> Your assignment
Return the listing in full, word for word.

-----

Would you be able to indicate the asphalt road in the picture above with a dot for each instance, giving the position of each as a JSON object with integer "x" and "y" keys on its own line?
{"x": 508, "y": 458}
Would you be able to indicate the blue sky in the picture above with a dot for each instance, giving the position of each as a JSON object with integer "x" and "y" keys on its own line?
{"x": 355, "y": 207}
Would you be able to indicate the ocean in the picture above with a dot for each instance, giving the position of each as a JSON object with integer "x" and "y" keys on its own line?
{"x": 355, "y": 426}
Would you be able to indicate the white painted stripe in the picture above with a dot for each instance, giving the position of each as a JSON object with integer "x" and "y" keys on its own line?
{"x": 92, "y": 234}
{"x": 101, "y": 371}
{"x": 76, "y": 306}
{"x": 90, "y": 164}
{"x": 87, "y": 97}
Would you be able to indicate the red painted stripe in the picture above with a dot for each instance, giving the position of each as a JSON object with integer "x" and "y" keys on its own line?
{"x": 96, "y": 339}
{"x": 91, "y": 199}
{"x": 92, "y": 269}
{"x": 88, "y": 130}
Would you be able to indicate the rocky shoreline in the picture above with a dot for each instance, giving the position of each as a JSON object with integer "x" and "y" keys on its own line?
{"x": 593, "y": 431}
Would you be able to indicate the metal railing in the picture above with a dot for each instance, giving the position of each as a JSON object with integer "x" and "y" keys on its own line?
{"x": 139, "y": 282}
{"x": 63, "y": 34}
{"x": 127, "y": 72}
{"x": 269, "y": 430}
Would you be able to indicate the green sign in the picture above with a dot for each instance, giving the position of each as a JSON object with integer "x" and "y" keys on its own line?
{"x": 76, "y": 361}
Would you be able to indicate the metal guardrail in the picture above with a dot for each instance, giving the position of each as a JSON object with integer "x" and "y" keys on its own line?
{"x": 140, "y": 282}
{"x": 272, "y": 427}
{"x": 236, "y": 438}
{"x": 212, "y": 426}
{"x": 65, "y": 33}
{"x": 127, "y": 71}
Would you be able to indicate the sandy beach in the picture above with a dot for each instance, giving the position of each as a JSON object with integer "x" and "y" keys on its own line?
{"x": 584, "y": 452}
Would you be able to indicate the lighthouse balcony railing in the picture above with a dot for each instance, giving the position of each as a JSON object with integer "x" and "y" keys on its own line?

-----

> Solution
Would you be able to indicate the asphalt road in the picture above with a dot for each instance, giving the position of each as a JSON object with integer "x" and "y" keys on its own line?
{"x": 508, "y": 458}
Would you be able to indicate the blue sky in the picture above with a dot for each instance, giving the position of each as a JSON object with integer "x" and "y" keys on its own line?
{"x": 355, "y": 207}
Would you be able to indicate the ocean in the picture above with a dot for each instance, giving the position of each as a JSON object with integer "x" and "y" keys on its own line?
{"x": 355, "y": 426}
Would you be able to indicate the white painted stripe in the picture above with a dot for each instance, giving the position of each as a JSON object with integer "x" and "y" keys on its own line?
{"x": 92, "y": 234}
{"x": 101, "y": 371}
{"x": 76, "y": 306}
{"x": 90, "y": 164}
{"x": 87, "y": 97}
Would you be able to indicate the red painted stripe in the picture above with a dot for each instance, giving the position of each as a JSON object with integer "x" and "y" keys on its own line?
{"x": 96, "y": 339}
{"x": 91, "y": 199}
{"x": 92, "y": 269}
{"x": 88, "y": 130}
Would you be able to indicate the rocky shoreline in the picture above with a dot for each instance, giving the position of each as a JSON object with integer "x" and "y" keys on its own line?
{"x": 593, "y": 431}
Would you be able to indicate the metal railing in the picture above with a dot for each instance, giving the position of each as a JSON object with integer "x" and "y" keys on its own line?
{"x": 139, "y": 282}
{"x": 63, "y": 34}
{"x": 127, "y": 72}
{"x": 269, "y": 430}
Would you be able to indicate the green sign in the picture above with a dot for each instance, giving the position of each as a JSON object with integer "x" and "y" keys on its own line?
{"x": 76, "y": 361}
Would you be able to indicate the metal guardrail in the picture above with a dot for each instance, giving the position of each as a JSON object with integer "x" and "y" keys on its own line?
{"x": 140, "y": 282}
{"x": 272, "y": 427}
{"x": 236, "y": 438}
{"x": 212, "y": 426}
{"x": 65, "y": 33}
{"x": 127, "y": 71}
Would you be able to indicate the sandy beach in the picture above with a dot for each instance, giving the position of each as a JSON object with integer "x" and "y" keys on its own line?
{"x": 584, "y": 452}
Would you be able to indicate the lighthouse balcony railing in the picture above with a dot for each instance, giving the position of each as a JSON object with integer "x" and "y" keys on its own line?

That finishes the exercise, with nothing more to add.